Stored data entries:
[Start of section]

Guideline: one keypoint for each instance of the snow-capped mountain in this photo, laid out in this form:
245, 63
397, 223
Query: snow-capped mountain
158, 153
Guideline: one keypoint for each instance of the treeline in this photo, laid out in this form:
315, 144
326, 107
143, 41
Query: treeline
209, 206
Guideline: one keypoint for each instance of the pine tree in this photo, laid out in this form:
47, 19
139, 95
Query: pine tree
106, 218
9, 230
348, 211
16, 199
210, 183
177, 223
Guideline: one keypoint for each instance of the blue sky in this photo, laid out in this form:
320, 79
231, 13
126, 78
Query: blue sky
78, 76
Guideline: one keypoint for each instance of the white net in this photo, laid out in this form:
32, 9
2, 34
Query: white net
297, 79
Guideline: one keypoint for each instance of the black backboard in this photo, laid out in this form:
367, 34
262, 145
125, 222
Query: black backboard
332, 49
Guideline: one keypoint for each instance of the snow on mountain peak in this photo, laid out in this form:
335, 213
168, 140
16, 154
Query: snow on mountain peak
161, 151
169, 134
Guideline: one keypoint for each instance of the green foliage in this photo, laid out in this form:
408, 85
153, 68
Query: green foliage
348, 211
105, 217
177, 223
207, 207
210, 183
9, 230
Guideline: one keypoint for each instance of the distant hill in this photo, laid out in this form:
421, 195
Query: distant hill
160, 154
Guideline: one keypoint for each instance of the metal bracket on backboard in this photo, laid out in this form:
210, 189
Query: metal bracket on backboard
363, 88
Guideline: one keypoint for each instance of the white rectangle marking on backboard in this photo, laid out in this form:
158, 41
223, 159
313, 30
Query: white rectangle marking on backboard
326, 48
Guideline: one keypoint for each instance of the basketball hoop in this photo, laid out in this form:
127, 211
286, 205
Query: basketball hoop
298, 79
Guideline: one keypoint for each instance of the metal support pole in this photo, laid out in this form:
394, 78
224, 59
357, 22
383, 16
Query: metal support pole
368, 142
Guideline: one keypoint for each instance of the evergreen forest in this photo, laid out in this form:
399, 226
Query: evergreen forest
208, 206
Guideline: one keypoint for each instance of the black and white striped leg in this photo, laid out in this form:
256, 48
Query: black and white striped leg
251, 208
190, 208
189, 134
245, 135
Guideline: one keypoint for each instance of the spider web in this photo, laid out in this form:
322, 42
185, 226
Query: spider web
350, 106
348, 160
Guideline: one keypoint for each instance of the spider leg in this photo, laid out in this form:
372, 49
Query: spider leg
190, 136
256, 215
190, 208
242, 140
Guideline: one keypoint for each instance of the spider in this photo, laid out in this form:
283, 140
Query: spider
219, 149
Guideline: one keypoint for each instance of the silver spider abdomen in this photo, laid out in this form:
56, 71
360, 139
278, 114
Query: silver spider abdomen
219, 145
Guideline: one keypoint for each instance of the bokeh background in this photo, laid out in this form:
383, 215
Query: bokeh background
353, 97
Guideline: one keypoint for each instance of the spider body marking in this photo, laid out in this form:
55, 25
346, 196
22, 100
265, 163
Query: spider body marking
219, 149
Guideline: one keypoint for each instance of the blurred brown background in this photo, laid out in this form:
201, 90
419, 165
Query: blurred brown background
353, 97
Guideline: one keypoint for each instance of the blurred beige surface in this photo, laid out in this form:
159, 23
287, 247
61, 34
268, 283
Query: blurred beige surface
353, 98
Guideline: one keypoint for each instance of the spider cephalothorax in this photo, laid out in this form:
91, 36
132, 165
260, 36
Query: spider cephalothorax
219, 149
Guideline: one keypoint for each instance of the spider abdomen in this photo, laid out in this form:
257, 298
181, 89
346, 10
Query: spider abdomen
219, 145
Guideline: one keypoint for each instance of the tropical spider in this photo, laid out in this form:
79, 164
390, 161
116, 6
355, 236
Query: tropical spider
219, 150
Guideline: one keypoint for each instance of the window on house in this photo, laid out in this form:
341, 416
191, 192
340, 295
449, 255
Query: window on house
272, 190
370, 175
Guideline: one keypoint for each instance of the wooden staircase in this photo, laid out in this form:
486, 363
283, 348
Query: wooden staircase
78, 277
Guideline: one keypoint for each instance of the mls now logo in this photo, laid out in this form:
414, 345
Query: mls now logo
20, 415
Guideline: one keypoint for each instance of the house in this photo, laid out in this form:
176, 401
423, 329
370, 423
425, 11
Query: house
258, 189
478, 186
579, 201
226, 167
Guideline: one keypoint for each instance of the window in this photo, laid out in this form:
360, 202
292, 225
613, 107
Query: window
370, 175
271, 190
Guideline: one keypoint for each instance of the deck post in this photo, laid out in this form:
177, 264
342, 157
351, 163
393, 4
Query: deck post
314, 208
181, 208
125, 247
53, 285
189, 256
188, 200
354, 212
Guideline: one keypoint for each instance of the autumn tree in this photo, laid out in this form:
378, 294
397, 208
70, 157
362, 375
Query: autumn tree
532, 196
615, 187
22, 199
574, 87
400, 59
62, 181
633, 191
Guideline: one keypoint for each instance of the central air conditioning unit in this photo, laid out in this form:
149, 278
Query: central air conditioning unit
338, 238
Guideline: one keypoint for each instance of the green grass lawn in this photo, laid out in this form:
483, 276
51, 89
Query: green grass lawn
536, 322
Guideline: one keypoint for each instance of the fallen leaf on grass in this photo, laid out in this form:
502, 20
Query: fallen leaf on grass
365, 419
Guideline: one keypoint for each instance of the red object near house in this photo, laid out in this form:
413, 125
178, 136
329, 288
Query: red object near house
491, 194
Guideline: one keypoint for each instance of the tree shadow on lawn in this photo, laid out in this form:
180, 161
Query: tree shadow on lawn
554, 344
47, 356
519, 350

[End of section]

TASK REQUIREMENTS: Copy every line of the data above exactly.

TASK RESULT:
Guideline: one keypoint for each instance of the snow-capped mountain in this photo, laid out in this form:
245, 63
397, 223
Query: snow-capped mountain
158, 153
Guideline: one keypoint for each instance of the treeline in this photo, laid out in this form:
315, 144
326, 107
143, 41
Query: treeline
209, 206
Guideline: one keypoint for each instance of the pine tree in this photo, laid out in this form:
47, 19
139, 95
Query: pine tree
106, 218
9, 230
348, 211
16, 199
210, 183
177, 223
Guideline: one keypoint for each instance of the blue sky in this photo, laid out in this form:
320, 79
231, 13
126, 78
Query: blue sky
78, 76
Guideline: one keypoint for each instance of the white net in this photo, laid out in this form:
32, 9
2, 34
Query: white net
297, 79
Guideline: one keypoint for each instance of the black backboard in this photo, laid out in this form:
367, 34
262, 145
125, 222
Query: black backboard
332, 49
Guideline: one keypoint for each instance of the snow on mountain peak in this photo, laid out in this form:
335, 213
168, 140
16, 154
Query: snow on mountain peak
161, 151
169, 134
Guideline: one keypoint for each instance of the green foliage in this photo, laid out in this form:
408, 85
153, 68
Query: green foliage
348, 211
105, 217
177, 223
207, 207
210, 183
9, 230
Guideline: one keypoint for each instance of the distant hill in this photo, laid out in this form:
421, 195
Query: distant hill
160, 154
Guideline: one keypoint for each instance of the metal bracket on backboard in this photo, laid out in this form:
210, 189
Query: metal bracket on backboard
363, 88
Guideline: one keypoint for each instance of the white rectangle marking on backboard in this photo, laid out in this form:
158, 41
223, 159
313, 30
Query: white rectangle marking on backboard
326, 48
Guideline: one keypoint for each instance of the basketball hoop in this photo, laid out in this form:
127, 211
286, 205
Query: basketball hoop
298, 79
Guideline: one keypoint for each instance of the metal support pole in this photo, laid out in this form:
394, 78
224, 59
357, 22
383, 16
Query: metal support pole
368, 142
Guideline: one keypoint for each instance of the evergreen forest in this photo, laid out in this form:
399, 226
Query: evergreen forest
208, 206
Guideline: one keypoint for each instance of the black and white striped leg in this photo, laid out in this form:
256, 48
Query: black and white striped leg
251, 208
190, 208
189, 134
245, 135
Guideline: one keypoint for each instance of the spider web in this photo, laid out in this form:
322, 42
185, 226
Query: spider web
350, 106
348, 160
Guideline: one keypoint for each instance of the spider leg in this photo, laid out in this form:
372, 49
Query: spider leg
190, 136
256, 215
190, 208
242, 140
Guideline: one keypoint for each instance of the spider in this photo, laid out in this form:
283, 140
Query: spider
219, 149
Guideline: one keypoint for each instance of the silver spider abdomen in this photo, laid out in this form:
56, 71
360, 139
278, 114
Query: silver spider abdomen
219, 145
Guideline: one keypoint for each instance of the bokeh background in this photo, laid out in this form:
383, 215
Query: bokeh background
353, 97
Guideline: one keypoint for each instance of the spider body marking in this photo, laid out in this form:
55, 25
346, 196
22, 100
265, 163
Query: spider body marking
219, 149
Guideline: one keypoint for each instance of the blurred brown background in this photo, laid out in this form:
201, 90
419, 165
Query: blurred brown background
353, 97
Guideline: one keypoint for each instance of the blurred beige surface in this photo, laid out in this form:
159, 23
287, 247
61, 34
268, 283
Query: blurred beige surface
353, 98
Guideline: one keypoint for each instance of the spider cephalothorax in this photo, laid out in this form:
91, 36
132, 165
260, 36
Query: spider cephalothorax
219, 149
Guideline: one keypoint for each instance of the spider abdomen in this photo, laid out in this form:
257, 298
181, 89
346, 10
Query: spider abdomen
219, 145
Guideline: one keypoint for each instance of the tropical spider in this photo, laid out in this form:
79, 164
390, 161
116, 6
355, 236
Query: tropical spider
219, 150
Guideline: one keypoint for each instance of the window on house in this photo, laid out in this form:
341, 416
191, 192
340, 295
449, 255
Query: window on house
272, 190
370, 175
Guideline: one keypoint for each instance of the wooden staircase in this photo, laid out in this form:
486, 363
283, 348
Query: wooden staircase
78, 277
Guideline: one keypoint for each instance of the mls now logo in this photo, laid out in this form:
414, 345
Query: mls now logo
20, 415
Guideline: one keypoint for each instance of the house in this photo, laid out in this form:
176, 401
423, 329
370, 423
425, 11
Query: house
258, 189
478, 186
579, 201
226, 167
Guideline: one keypoint for each instance of the window in this photo, laid out in this form:
360, 202
292, 225
613, 107
Query: window
370, 175
271, 190
Guideline: one keypoint for each instance of the deck post in this photo, laid out in this form:
177, 264
342, 157
351, 163
393, 4
Query: deck post
314, 208
181, 208
125, 247
53, 285
189, 256
188, 200
354, 212
Guideline: one keypoint for each instance of the autumn tree in this photo, laid out in this form:
378, 294
397, 208
70, 157
362, 375
Query: autumn tree
532, 196
615, 187
22, 199
574, 87
400, 59
62, 181
633, 191
Guideline: one keypoint for each instance of the central air conditioning unit in this photo, laid out in this form:
149, 278
Query: central air conditioning unit
338, 238
Guideline: one keypoint for each instance of the green grass lawn in this photo, laid out in this form:
483, 276
51, 89
Query: green grass lawn
536, 322
Guideline: one keypoint for each instance of the fallen leaf on grass in this photo, laid out in this form:
502, 20
Query: fallen leaf on grass
365, 419
Guideline: one keypoint for each instance of the red object near house in this photo, laid out in this form:
413, 125
178, 136
329, 288
Query: red object near house
491, 194
Guideline: one keypoint for each instance of the tree shadow on lawn in this photo, laid out in this form:
180, 161
Query: tree shadow on lawn
554, 344
47, 356
519, 350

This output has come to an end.